(Image boundary labeling items)
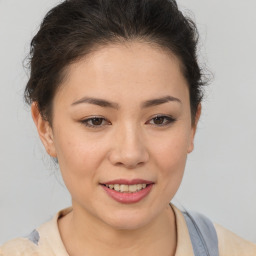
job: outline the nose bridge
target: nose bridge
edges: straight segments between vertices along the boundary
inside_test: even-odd
[[[115,165],[135,168],[148,160],[142,129],[137,124],[125,122],[115,133],[111,161]]]

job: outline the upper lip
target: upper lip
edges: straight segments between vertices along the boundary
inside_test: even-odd
[[[149,180],[143,180],[143,179],[133,179],[133,180],[126,180],[126,179],[116,179],[116,180],[110,180],[107,182],[103,182],[100,184],[104,185],[110,185],[110,184],[124,184],[124,185],[135,185],[135,184],[153,184],[153,181]]]

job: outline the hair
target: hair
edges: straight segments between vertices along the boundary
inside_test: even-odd
[[[97,47],[138,40],[178,57],[194,122],[205,84],[197,60],[198,32],[175,0],[66,0],[54,7],[31,41],[26,103],[36,102],[51,123],[52,102],[71,63]]]

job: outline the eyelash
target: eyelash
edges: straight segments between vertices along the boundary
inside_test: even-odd
[[[150,123],[152,120],[156,121],[157,119],[160,119],[160,118],[163,118],[165,120],[165,122],[163,124],[152,124],[152,123]],[[89,122],[92,122],[96,119],[98,121],[101,121],[101,123],[99,125],[89,123]],[[174,123],[175,121],[176,121],[176,119],[171,117],[171,116],[157,115],[157,116],[151,118],[149,121],[147,121],[146,124],[156,125],[157,127],[165,127],[165,126],[168,126],[168,125]],[[106,122],[107,124],[102,124],[103,122]],[[83,125],[87,126],[87,127],[93,128],[93,129],[101,128],[104,125],[111,125],[111,123],[108,120],[106,120],[104,117],[99,117],[99,116],[94,116],[94,117],[84,119],[84,120],[81,121],[81,123]]]

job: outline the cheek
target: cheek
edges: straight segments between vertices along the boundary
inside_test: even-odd
[[[59,131],[55,138],[55,147],[60,170],[70,192],[76,186],[90,189],[97,183],[97,169],[104,156],[104,147],[97,141],[90,140],[79,132]],[[79,185],[81,184],[81,185]],[[80,191],[81,193],[81,191]]]
[[[157,169],[159,170],[159,183],[162,192],[171,200],[177,192],[187,159],[189,136],[186,132],[177,132],[162,138],[162,142],[154,147]]]

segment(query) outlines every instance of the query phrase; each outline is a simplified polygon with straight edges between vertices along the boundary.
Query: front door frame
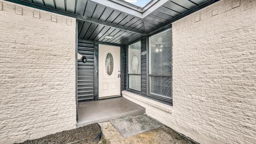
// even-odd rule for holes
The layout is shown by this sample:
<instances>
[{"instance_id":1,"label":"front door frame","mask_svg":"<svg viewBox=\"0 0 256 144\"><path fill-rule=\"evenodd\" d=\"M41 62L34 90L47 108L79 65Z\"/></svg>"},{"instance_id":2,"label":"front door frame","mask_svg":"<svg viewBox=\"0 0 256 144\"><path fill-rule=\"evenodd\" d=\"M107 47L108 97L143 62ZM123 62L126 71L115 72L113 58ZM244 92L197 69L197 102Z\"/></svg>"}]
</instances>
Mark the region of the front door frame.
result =
<instances>
[{"instance_id":1,"label":"front door frame","mask_svg":"<svg viewBox=\"0 0 256 144\"><path fill-rule=\"evenodd\" d=\"M126 47L126 45L120 45L119 44L110 44L106 42L93 42L94 43L94 100L98 100L99 99L99 76L98 76L98 55L99 55L99 44L104 44L106 45L117 46L120 47L120 71L121 74L120 95L122 96L122 91L125 89L125 50Z\"/></svg>"},{"instance_id":2,"label":"front door frame","mask_svg":"<svg viewBox=\"0 0 256 144\"><path fill-rule=\"evenodd\" d=\"M122 92L122 78L121 78L122 77L122 72L123 70L122 70L122 61L121 61L121 59L122 59L122 58L121 58L121 56L122 56L122 54L121 54L121 46L116 46L116 45L112 45L112 44L98 44L98 52L98 52L98 66L99 65L99 61L98 60L99 59L98 58L98 52L99 52L98 48L99 48L99 44L101 44L102 45L106 45L106 46L116 46L116 47L119 47L119 48L120 48L120 56L120 56L120 59L119 60L120 61L120 65L119 66L120 66L120 74L121 75L121 77L120 78L120 80L119 80L120 81L120 87L119 88L120 88L120 95L122 95L121 92ZM99 98L98 94L99 94L99 90L98 90L98 88L99 88L99 84L100 84L99 82L99 79L98 79L98 75L99 75L99 74L100 74L100 72L98 70L98 67L97 68L98 68L97 69L98 70L98 74L98 74L98 98ZM115 95L114 95L113 96L114 96ZM104 99L104 97L101 97L100 98L101 98L101 99Z\"/></svg>"}]
</instances>

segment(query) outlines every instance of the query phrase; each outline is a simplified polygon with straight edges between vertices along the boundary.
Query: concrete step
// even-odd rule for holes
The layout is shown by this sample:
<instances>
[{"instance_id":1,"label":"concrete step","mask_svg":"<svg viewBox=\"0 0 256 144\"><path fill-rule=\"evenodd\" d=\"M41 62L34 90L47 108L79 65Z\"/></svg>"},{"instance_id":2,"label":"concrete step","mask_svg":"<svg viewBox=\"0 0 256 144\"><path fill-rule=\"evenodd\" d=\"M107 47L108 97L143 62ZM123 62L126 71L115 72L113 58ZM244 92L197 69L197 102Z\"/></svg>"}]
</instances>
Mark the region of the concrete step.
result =
<instances>
[{"instance_id":1,"label":"concrete step","mask_svg":"<svg viewBox=\"0 0 256 144\"><path fill-rule=\"evenodd\" d=\"M144 108L123 97L80 102L77 127L140 115L145 110Z\"/></svg>"}]
</instances>

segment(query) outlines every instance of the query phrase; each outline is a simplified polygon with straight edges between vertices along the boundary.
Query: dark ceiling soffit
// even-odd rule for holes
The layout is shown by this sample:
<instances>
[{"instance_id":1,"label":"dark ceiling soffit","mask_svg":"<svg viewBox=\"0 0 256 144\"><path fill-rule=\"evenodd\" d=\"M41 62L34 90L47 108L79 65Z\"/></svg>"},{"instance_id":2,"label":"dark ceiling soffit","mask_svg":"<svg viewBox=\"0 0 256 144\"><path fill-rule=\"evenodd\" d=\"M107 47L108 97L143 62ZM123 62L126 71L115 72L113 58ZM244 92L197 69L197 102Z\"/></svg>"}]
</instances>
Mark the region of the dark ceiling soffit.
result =
<instances>
[{"instance_id":1,"label":"dark ceiling soffit","mask_svg":"<svg viewBox=\"0 0 256 144\"><path fill-rule=\"evenodd\" d=\"M40 5L32 3L27 1L24 1L23 0L5 0L7 1L10 2L14 2L18 4L22 4L24 6L29 6L30 7L32 7L32 8L37 8L40 10L42 10L47 11L48 12L53 12L56 14L61 14L61 15L64 15L68 16L70 16L71 17L73 17L74 18L76 18L78 20L87 21L87 22L92 22L92 23L93 23L96 24L100 24L104 26L112 27L113 28L115 28L127 31L128 32L142 34L143 35L146 35L146 32L143 31L140 31L140 30L136 30L132 28L118 25L115 24L111 24L109 22L103 22L100 20L95 20L95 19L94 19L90 18L88 18L86 16L81 16L76 14L72 14L70 12L64 12L64 11L59 10L56 10L56 9L52 8L48 8L45 6Z\"/></svg>"},{"instance_id":2,"label":"dark ceiling soffit","mask_svg":"<svg viewBox=\"0 0 256 144\"><path fill-rule=\"evenodd\" d=\"M203 8L204 8L208 6L209 6L220 0L208 0L203 4L202 4L190 10L185 12L185 13L178 16L164 23L157 27L150 30L147 32L147 35L152 35L155 34L158 32L162 31L164 30L168 29L170 28L172 23L176 21L177 21L182 18L184 18L193 12L196 12Z\"/></svg>"}]
</instances>

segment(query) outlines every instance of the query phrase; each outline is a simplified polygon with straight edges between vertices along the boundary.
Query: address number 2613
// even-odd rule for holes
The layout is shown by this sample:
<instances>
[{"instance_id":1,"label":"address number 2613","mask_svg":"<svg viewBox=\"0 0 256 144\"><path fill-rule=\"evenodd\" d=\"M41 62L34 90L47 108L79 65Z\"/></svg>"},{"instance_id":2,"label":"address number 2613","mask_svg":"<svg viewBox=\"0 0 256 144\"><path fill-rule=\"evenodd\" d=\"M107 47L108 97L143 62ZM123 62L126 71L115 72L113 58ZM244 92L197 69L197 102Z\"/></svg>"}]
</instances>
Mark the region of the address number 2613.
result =
<instances>
[{"instance_id":1,"label":"address number 2613","mask_svg":"<svg viewBox=\"0 0 256 144\"><path fill-rule=\"evenodd\" d=\"M147 54L147 52L146 51L143 51L141 52L141 55L142 56L144 56L146 54Z\"/></svg>"}]
</instances>

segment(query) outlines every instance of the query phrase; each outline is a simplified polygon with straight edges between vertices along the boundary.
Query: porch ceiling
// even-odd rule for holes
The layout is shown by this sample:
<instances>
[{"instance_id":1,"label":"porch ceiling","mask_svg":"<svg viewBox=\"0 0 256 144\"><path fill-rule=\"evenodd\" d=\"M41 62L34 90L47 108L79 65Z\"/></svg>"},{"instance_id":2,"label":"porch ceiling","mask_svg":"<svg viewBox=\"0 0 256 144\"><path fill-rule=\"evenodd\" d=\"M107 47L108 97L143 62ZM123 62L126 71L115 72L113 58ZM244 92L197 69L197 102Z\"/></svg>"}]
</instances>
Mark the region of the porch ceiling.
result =
<instances>
[{"instance_id":1,"label":"porch ceiling","mask_svg":"<svg viewBox=\"0 0 256 144\"><path fill-rule=\"evenodd\" d=\"M143 8L122 0L6 0L77 18L78 38L125 44L219 0L154 0Z\"/></svg>"}]
</instances>

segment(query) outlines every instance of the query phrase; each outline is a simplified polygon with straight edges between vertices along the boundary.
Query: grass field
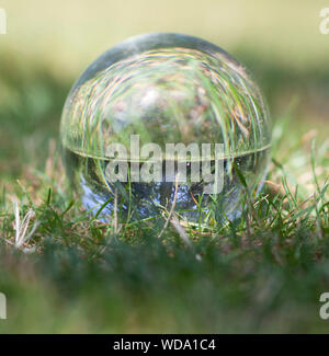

**SET TASK**
Gather every line above that contains the string "nose", and copy each of those lines in full.

**RESPONSE TO THIS TASK**
job: outline the nose bridge
target: nose bridge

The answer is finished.